— Begin —

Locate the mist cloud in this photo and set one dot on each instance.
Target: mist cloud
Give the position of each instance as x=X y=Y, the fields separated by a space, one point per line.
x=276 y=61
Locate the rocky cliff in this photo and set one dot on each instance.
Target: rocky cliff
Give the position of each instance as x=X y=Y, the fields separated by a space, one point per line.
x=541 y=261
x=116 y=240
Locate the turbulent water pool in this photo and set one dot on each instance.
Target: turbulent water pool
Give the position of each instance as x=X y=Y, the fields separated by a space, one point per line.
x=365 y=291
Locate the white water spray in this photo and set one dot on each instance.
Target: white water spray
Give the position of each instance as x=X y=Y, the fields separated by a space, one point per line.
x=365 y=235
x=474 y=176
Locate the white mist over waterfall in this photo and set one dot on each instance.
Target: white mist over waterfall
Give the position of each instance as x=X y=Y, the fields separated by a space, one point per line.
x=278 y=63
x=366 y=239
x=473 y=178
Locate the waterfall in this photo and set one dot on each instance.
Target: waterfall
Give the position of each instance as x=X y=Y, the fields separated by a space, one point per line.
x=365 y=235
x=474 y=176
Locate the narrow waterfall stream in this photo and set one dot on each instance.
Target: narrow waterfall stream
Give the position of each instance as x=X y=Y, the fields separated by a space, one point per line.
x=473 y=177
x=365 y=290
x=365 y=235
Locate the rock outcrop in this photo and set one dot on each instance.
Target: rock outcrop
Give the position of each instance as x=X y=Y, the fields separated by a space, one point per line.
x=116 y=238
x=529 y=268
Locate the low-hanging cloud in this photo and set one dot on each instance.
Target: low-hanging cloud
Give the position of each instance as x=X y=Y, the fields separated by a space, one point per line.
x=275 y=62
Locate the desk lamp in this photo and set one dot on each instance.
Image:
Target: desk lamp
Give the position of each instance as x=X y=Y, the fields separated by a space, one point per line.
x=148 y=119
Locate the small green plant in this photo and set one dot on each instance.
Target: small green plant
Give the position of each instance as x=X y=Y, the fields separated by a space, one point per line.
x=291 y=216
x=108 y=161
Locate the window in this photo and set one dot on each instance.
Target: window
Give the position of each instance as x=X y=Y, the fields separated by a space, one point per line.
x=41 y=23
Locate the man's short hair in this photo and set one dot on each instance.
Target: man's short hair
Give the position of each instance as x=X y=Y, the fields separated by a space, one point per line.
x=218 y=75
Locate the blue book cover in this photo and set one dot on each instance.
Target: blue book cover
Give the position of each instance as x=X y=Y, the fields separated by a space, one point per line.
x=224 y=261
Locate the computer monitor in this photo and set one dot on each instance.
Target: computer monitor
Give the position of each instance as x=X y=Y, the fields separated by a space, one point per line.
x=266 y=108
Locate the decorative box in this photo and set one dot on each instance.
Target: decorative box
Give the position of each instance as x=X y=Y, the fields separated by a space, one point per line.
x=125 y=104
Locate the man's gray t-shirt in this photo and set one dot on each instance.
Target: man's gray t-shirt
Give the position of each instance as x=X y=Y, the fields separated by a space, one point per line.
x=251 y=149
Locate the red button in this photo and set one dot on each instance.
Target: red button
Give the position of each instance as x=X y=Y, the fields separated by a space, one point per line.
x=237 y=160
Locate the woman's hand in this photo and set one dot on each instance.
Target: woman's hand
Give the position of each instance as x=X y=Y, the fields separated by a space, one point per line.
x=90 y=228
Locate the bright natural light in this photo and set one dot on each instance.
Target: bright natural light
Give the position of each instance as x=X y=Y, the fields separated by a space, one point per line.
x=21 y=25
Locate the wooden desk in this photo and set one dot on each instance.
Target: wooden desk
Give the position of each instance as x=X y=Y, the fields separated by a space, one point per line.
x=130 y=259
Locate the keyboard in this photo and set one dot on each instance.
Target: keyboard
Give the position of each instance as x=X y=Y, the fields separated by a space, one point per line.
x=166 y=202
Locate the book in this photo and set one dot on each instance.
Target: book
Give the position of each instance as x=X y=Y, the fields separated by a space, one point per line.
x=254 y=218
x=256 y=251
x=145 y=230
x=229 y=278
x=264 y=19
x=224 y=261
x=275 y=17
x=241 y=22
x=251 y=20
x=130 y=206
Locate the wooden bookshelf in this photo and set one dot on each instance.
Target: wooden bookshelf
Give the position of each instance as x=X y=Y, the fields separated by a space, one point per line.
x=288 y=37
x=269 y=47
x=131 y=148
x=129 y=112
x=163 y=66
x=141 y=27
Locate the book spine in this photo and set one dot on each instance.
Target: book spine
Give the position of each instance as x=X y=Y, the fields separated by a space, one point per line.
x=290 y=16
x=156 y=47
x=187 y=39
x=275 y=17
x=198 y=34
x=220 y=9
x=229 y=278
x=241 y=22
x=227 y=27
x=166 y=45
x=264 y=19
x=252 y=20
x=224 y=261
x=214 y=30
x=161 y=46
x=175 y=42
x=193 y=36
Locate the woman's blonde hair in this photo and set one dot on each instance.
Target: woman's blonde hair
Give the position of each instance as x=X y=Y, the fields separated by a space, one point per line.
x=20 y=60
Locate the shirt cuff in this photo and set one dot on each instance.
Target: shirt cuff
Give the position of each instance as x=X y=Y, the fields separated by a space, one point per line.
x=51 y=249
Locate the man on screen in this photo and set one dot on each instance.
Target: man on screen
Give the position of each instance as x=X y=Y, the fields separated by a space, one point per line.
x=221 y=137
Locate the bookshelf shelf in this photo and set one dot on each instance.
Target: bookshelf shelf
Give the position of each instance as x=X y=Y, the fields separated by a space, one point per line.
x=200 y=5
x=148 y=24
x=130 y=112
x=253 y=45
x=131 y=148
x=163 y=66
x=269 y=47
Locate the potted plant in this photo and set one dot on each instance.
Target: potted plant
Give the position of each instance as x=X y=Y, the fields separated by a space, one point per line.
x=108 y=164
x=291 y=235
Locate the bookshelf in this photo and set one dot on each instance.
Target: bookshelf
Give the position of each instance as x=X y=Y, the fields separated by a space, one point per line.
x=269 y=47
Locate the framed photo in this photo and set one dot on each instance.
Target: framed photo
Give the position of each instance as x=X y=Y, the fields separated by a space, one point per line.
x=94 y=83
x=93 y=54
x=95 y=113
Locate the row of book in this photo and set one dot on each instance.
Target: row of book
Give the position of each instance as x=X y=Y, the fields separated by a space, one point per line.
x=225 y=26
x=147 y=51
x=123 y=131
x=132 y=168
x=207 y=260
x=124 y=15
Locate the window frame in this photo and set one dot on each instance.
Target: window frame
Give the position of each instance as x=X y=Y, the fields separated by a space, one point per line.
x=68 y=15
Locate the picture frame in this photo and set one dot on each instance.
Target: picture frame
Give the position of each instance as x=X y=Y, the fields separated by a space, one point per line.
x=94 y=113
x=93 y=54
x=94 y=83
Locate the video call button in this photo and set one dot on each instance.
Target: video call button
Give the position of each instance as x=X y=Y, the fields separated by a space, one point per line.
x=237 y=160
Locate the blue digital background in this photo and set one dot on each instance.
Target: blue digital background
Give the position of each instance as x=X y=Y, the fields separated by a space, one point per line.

— End —

» **What the task asks**
Repeat all of the data above, substituting "place one marker" for each occurrence of "set one dot" and keeping everything else unchanged.

» **Exercise output**
Locate the mist cloud in this photo and place one marker on each instance.
Target: mist cloud
Give the position of each instance as x=X y=Y, the fields separated by a space, one point per line.
x=276 y=61
Locate the rocky cliff in this photo and place one marker on each instance.
Target: rocky cliff
Give the position of each instance as x=X y=Y, the fields separated by a space, one point per line.
x=541 y=261
x=116 y=240
Locate the turbulent water pool in this photo and place one marker on each instance.
Target: turbulent water pool
Give the position of each instance as x=X y=Y, the fields separated by a space, one point per line.
x=365 y=291
Locate the white water spray in this photo and place one marker on each instance.
Target: white water spray
Give the position of each instance as x=X y=Y, the fields separated by a space, one point per line.
x=365 y=235
x=474 y=176
Locate the white mist over waterfall in this photo and place one marker on each instance.
Target: white mist over waterfall
Give the position of each instance as x=X y=Y, the fields separated by a space, one point per line.
x=278 y=63
x=366 y=239
x=473 y=178
Locate the waterfall in this photo and place one marker on each instance.
Target: waterfall
Give the position of each instance as x=X y=Y, the fields separated by a space, one point per line.
x=365 y=235
x=474 y=176
Locate the narrow waterfall stream in this photo and place one marker on each instance.
Target: narrow waterfall stream
Give the position of each instance as x=X y=Y, the fields separated by a space, one point per line.
x=473 y=177
x=365 y=290
x=365 y=235
Locate the rock outcrop in this photo and place one marker on each instance.
Target: rock outcrop
Give the position of each instance as x=X y=Y, the fields separated by a space, one point per line.
x=116 y=238
x=529 y=268
Locate the low-hanging cloud in this photo and place one marker on each instance.
Target: low-hanging cloud
Give the position of each instance as x=X y=Y, the fields separated by a space, one point per line.
x=275 y=62
Locate the desk lamp in this photo and place one marker on each instance.
Image:
Target: desk lamp
Give the position of each instance as x=X y=Y, the fields separated by a space, one point per line.
x=148 y=119
Locate the small green plant in this photo and place one marker on each instance.
Target: small green plant
Give the position of each instance as x=X y=Y, the fields separated by a space, one point per line.
x=291 y=216
x=108 y=161
Locate the window in this photo and place one marker on each instance.
Target: window
Give the position of each instance as x=X y=Y, the fields separated by a space, one point per line.
x=41 y=23
Locate the man's short hair in this photo and place one marker on each instance.
Target: man's short hair
Give the position of each instance as x=X y=Y, the fields separated by a space, one point per line.
x=218 y=75
Locate the blue book cover in this photo and place one marker on each instance.
Target: blue book cover
Give the position of each instance as x=X y=Y, the fields separated by a space, one point per line.
x=224 y=261
Locate the computer monitor in this photo and place one marker on each instance.
Target: computer monitor
Give the position of each instance as x=X y=Y, the fields separated by a space, one point per line.
x=266 y=108
Locate the decorative box in this photo and place one marker on each instance.
Target: decorative box
Give the position of each instance as x=X y=Y, the fields separated by a space, one point per line.
x=125 y=104
Locate the man's gray t-shirt in this photo and place one marker on each instance.
Target: man's gray t-shirt
Give the position of each instance as x=X y=Y, the fields separated by a space, one point per line.
x=251 y=149
Locate the red button in this photo and place one marker on each instance.
Target: red button
Give the position of each instance as x=X y=Y, the fields separated by a space, one point per line.
x=237 y=160
Locate the woman's hand in this photo and place one marker on each instance.
Target: woman's hand
Give the position of each instance as x=X y=Y, the fields separated by a space, one point per line.
x=90 y=228
Locate the bright natural light in this photo and place one marker on each instance.
Target: bright natural light
Give the position of each instance as x=X y=Y, the fields separated by a space, one point per line.
x=21 y=25
Locate the wooden desk in this photo and place one marker on each instance.
Target: wooden desk
Give the position of each instance as x=X y=Y, the fields separated by a space, one point per line.
x=130 y=259
Locate the keyboard in this photo and place one marker on each instance.
Target: keyboard
Give the position of each instance as x=X y=Y, the fields separated by a space, one point per line.
x=166 y=202
Locate the book in this photo and place one marker on each instance.
Target: book
Give the position of each instance as x=X y=Y, the fields separated by a space, one point per line.
x=254 y=218
x=256 y=251
x=145 y=230
x=229 y=278
x=264 y=19
x=224 y=261
x=275 y=17
x=241 y=22
x=251 y=20
x=130 y=206
Locate the wooden bookshelf in this photo and place one marker on each instance.
Target: wooden bookshelf
Give the position of each instance as x=X y=Y, the fields separated by a space, one point per line.
x=288 y=37
x=269 y=47
x=131 y=148
x=129 y=112
x=163 y=66
x=141 y=27
Locate the book spine in this photo and place one marker on each instance.
Target: book spine
Give the position of each instance as x=X y=Y, the fields separated by a space, one point per line.
x=290 y=16
x=156 y=47
x=187 y=39
x=275 y=17
x=198 y=34
x=220 y=9
x=229 y=278
x=241 y=22
x=227 y=27
x=166 y=45
x=264 y=19
x=252 y=20
x=224 y=261
x=214 y=30
x=161 y=46
x=175 y=42
x=193 y=36
Locate the woman's blonde hair in this photo and place one marker on each instance.
Target: woman's blonde hair
Give the position of each instance as x=X y=Y, the fields separated by a space, one point per line.
x=20 y=60
Locate the shirt cuff in this photo and place one marker on each instance.
Target: shirt cuff
Give the position of each instance as x=X y=Y, the fields separated by a space, one point per line.
x=51 y=249
Locate the man on screen in this photo and place one marker on each instance.
Target: man on screen
Give the position of each instance as x=X y=Y, the fields separated by a space, one point per line.
x=221 y=137
Locate the bookshelf shelf in this photo and place one marker on each instance.
Target: bookshelf shelf
Give the position of each instance as x=X y=Y, the fields separated by a space, one point per line.
x=200 y=5
x=148 y=24
x=130 y=112
x=253 y=45
x=131 y=148
x=163 y=66
x=269 y=47
Locate the potted plant in this photo and place one marker on each instance.
Target: potted plant
Give the position of each instance as x=X y=Y, the fields separated by a space, one point per line.
x=108 y=164
x=291 y=235
Locate the bookshelf in this photo and place one marker on each instance.
Target: bookshelf
Give the position of each instance as x=X y=Y, the fields separated by a space, one point per line.
x=269 y=47
Locate the framed photo in this photo and place one marker on each instance.
Target: framed photo
Give the position of each instance as x=X y=Y, the fields separated by a space, one point per line.
x=94 y=83
x=93 y=54
x=95 y=113
Locate the row of book in this photo and place one marker on each instance.
Target: row of book
Give the position of each instance as x=X y=Y, the fields separated by a space, one point per line.
x=225 y=26
x=147 y=51
x=123 y=131
x=132 y=168
x=207 y=260
x=124 y=15
Locate the window frame in this photo and place one marker on each instance.
Target: window frame
Give the position of each instance as x=X y=Y, the fields separated by a space, one point per line.
x=68 y=15
Locate the picture frame in this photo and place one marker on each instance.
Target: picture frame
Give the position of each instance as x=X y=Y, the fields separated by a space, one point per line.
x=94 y=113
x=93 y=54
x=94 y=83
Locate the video call button in this photo and place one marker on each instance.
Target: video call button
Give the position of each instance as x=X y=Y, the fields separated by a space, one point per line.
x=237 y=160
Locate the blue digital background in this photo and place one marker on each instance.
Target: blue digital background
Give the position of each instance as x=X y=Y, the fields separated by a space, one point per line.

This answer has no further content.